## Document extract
<<<<

Essentialism vs Existentialism

  1. The proof is in the pudding. Essence is obvious. Life, consciousness, truth…
  2. How does this refute the essences you believe in?

You’re welcome to point that out - but it doesn’t have much bearing on anything - since cart before horse is just a manner of speaking, and essence and existence are no more parts of a circular cause and consequence than sculpture and sculptor. Essence is abstraction - it is preceded by what exists.

Not sure how this proves anything.

Here’s how you defined essence: “'An essence characterizes a substance or a form, in the sense of the Forms or Ideas in Platonic idealism. It is permanent, unalterable, and eternal;”

For me, there is nothing necessarily permanent, unalterable, or eternal about essences. There can be such a thing as a tree-as-it-ultimately-is without it being permanent, unalterable, or eternal.

  1. Assumption.
  2. ‘Abstraction’ is every bit as real as 10110011101.
  3. Abstraction exists, essence exists. There is nothing that doesn’t exist.

A. OK well you can always come back later when you understand me.
B. You are entitled to your opinion. However as this is a philosophy board I will offer an alternative: if something exists it is eternal because non-existence doesn’t exist, things cannot just jump onto the non-existence plane at will. Energy is always conserved.

The law of conservation of energy states that energy cannot be created or destroyed - it can only change form. It’s the changing of form that challenges you.

reasoned observation

sure it is, but reality doesn’t order itself according to 10110011101, 10110011101 orders itself according to reality

but there is that which is neither essence nor abstraction - if existence, on the other hand, is everything, then you tell me which is likely to have come first

gotta go -b back later

Material ‘forms’ of energy are not Plato’s forms.

… sorry…

… I’m trying not laugh…

Someone needs to write an etiquette handbook.

BWAHAHAHAHAHA!!!

[size=200] :laughing: [/size]

  1. Based on what your assumptions of what ‘reason’ are.
  2. Assumption.
  3. What and from which perspective? The only thing that could ‘come first’ is existence, which would mean both came first.

Hey, you’re the one who brought up the energy conservation law.

I don’t believe in Plato’s forms.

A. That much is clear.
B. It was an analogy in effect.

Well, whatever it’s an analogy for, I take issue with the ‘unchabeability’ characterization. There is very little, if anything, that is unchanging.

How about abstract concepts?

Like forms.

Sure, abstract concepts can be unchanging - insofar as they are defined as such - but how can you be sure the concept is of something that actually exists?

I didn’t say I could. What is your point?

Oh, nothing - just wondering where you stand on conceiving the unchangeable. I would guess one like yourself would like to believe that unchanngeable essences exist, and a plantonist style of thinking would suggest that to conceive of such a thing is to perceive it’s existence in a realm of forms.

For my part, I’m just trying to answer to original question: why essentialism is so poo-pooed in our times.

>>>>

## Supplied data
<<<<

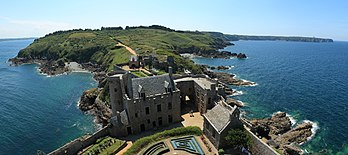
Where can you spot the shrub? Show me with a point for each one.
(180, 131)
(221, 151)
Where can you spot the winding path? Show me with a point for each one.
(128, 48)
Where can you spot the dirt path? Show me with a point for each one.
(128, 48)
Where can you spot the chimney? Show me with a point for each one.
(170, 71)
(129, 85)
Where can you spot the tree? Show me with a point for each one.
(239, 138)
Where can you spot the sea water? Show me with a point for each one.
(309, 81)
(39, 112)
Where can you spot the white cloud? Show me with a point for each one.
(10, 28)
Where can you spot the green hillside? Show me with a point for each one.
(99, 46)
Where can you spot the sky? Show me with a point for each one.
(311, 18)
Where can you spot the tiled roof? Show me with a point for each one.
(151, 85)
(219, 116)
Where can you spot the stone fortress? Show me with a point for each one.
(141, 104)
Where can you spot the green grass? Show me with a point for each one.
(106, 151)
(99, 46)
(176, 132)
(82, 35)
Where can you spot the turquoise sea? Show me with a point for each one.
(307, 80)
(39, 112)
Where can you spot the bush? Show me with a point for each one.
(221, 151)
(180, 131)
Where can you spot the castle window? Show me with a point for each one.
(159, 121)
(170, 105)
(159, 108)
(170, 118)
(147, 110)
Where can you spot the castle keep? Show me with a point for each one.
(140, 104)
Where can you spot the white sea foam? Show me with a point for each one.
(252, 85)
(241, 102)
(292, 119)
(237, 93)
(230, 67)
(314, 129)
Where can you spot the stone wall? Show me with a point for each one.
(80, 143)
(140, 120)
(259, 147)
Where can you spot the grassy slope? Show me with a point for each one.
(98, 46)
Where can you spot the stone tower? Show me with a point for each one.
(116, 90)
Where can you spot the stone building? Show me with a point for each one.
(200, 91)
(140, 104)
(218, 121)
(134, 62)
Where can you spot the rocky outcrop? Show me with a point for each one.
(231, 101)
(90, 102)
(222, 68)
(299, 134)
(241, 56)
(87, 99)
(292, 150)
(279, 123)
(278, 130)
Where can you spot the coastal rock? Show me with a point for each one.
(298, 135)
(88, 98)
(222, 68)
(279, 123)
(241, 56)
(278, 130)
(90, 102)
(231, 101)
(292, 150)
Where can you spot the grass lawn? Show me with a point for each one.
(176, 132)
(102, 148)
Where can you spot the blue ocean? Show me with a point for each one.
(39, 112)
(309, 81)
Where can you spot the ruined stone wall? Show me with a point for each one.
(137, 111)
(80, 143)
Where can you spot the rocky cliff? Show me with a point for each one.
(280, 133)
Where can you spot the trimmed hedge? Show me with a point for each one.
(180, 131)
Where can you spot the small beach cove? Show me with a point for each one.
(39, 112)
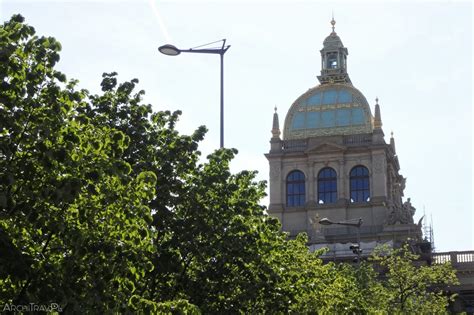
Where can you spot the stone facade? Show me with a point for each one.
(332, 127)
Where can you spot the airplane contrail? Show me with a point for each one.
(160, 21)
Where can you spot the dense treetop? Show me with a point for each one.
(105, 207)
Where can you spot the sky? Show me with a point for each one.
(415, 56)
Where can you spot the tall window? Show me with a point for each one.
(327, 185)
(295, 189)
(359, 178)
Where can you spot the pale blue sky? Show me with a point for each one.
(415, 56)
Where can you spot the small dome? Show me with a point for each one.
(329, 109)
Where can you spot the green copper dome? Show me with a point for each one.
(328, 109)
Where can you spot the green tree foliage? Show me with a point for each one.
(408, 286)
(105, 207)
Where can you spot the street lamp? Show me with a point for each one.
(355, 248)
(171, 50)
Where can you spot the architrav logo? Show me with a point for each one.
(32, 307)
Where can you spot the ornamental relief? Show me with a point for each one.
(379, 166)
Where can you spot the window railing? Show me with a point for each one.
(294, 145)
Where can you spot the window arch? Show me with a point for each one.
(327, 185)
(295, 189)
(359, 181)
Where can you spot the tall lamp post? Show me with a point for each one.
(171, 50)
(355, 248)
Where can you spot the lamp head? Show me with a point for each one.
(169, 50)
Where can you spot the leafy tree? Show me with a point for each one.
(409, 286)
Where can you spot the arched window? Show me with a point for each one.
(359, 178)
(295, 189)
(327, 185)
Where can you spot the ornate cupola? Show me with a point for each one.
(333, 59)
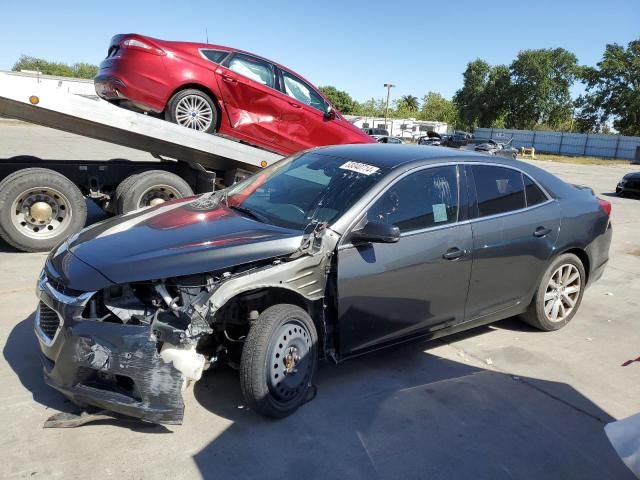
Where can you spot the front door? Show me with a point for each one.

>>>>
<<<<

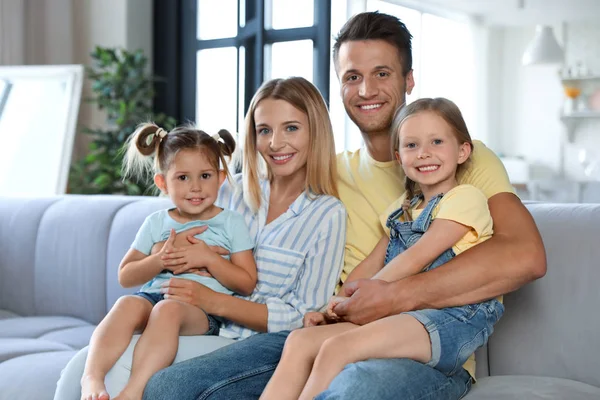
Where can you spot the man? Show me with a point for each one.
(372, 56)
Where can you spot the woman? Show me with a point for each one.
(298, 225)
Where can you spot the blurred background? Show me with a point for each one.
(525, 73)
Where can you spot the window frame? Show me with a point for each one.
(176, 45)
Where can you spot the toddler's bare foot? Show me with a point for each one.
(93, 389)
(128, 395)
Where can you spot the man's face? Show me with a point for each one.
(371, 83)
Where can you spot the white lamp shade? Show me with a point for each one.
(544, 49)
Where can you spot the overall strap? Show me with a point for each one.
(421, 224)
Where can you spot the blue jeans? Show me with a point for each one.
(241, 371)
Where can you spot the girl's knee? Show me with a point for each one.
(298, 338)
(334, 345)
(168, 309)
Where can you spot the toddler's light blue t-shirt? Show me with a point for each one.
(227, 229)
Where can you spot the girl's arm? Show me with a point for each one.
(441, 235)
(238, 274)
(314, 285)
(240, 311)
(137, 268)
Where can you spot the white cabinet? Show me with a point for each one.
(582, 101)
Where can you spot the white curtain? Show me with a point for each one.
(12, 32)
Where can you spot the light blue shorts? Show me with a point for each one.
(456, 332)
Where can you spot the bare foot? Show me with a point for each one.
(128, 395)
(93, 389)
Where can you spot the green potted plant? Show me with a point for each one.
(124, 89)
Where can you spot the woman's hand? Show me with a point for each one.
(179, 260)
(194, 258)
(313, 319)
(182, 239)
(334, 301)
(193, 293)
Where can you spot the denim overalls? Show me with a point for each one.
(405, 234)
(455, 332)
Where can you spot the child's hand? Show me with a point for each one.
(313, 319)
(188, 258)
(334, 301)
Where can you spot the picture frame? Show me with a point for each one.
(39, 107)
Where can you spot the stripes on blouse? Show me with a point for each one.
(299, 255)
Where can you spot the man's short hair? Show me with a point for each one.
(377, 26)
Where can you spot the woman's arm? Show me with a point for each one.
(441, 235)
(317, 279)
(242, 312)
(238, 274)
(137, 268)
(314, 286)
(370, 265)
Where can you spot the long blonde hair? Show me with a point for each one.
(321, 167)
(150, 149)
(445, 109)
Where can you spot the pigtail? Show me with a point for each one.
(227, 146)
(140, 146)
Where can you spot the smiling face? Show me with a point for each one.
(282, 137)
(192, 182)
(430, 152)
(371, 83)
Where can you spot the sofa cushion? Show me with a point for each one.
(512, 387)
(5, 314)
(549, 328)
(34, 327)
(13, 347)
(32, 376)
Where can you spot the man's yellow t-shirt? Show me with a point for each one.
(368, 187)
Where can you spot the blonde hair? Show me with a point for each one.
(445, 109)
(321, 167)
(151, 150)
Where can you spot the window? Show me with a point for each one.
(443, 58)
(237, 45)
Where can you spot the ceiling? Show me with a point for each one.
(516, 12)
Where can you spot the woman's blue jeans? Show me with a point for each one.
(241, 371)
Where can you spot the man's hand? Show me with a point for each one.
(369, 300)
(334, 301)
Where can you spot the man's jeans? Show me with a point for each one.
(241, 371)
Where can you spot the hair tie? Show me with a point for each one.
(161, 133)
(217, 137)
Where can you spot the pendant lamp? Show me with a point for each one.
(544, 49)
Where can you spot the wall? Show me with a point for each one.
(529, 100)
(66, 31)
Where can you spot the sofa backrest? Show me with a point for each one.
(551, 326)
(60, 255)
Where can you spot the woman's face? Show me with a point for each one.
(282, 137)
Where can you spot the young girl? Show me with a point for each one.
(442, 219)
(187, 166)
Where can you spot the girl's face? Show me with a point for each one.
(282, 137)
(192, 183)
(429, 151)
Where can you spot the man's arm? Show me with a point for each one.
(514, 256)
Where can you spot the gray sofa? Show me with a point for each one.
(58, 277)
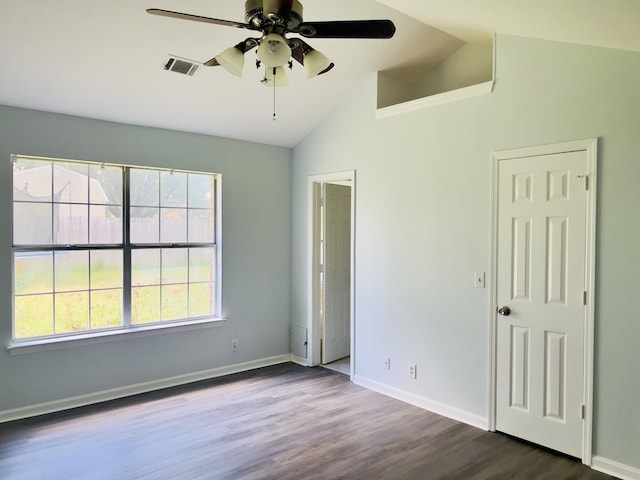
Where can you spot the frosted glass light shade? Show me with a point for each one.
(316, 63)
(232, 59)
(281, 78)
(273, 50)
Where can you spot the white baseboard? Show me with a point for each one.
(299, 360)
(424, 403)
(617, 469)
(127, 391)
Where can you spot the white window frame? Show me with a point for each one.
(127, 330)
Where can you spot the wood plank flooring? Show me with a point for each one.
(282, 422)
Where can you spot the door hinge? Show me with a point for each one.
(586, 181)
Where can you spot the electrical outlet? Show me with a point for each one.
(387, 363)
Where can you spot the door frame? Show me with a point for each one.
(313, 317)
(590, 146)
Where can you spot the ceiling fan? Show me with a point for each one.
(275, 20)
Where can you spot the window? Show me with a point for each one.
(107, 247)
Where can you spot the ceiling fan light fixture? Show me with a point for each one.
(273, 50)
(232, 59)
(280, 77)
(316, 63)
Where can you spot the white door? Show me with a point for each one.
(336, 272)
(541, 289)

>>>>

## Problems and tasks
• a. Do the following statements agree with the essentialism vs existentialism discussion? Answer yes or no for each, quoting the deciding words exactly. (i) One participant says they do not believe in Plato's forms. (ii) The discussion says that abstraction precedes what exists. (iii) The discussion presents the law of conservation of energy as saying energy can be created but not destroyed.
• b. Write a continuation of the essentialism vs existentialism discussion, starting right after its final line.
The rows have no role here.

## Expected responses
• a.
(i) Yes: "I don’t believe in Plato’s forms."
(ii) No: "Essence is abstraction - it is preceded by what exists."
(iii) No: "energy cannot be created or destroyed - it can only change form."

• b.
Can you explain your idea of essentialism and how it differs to Plato’s, I’m interested.

I will later. Right now, I gotta go.

First of all, my view on essentialism (or essences) can be given without recourse to a particular theory of mind, but depending on the mind theory you adopt, I will have different things to say about exactly ‘what’ the essence of things finally are.

Having said that, my view on essence, in plane words, is that the essence of a thing is what that thing ultimately is in reality. I don’t think essences belong to classes of things, but only to particular things (and usually only for a particular moment in time). So, for example, there is no essence of man as such, but each man, in a moment of time, has his own essence. He is, after all, something ultimately!

Like I said, though, the question of what this something is can differ from one theory of mind to another. To the niave realists, it is exactly what you perceive it to be. The essence of a tree, for example, is just the tree that you see before you - leaves, branches, trunk, roots, etc. - and exactly as you see it. To an idealist or a Kantian metaphysicist, the essence of things is something beyond perception, but just as real as you or I. The tree, for example, may not be exactly the green leaves or the rugged trunk or the moist roots, etc., but some imperceptible, perhaps inconceivable, thing outside one’s perceptual range. That thing, however, is nonetheless represented by the tree as perceived, and if you were to see the tree somehow perish (say in a fire) and its ashes be scattered about such that there is no more tree, the same would have to be said of the essential tree that exists beyond the realm of perception (so there is no permanence in this realm either).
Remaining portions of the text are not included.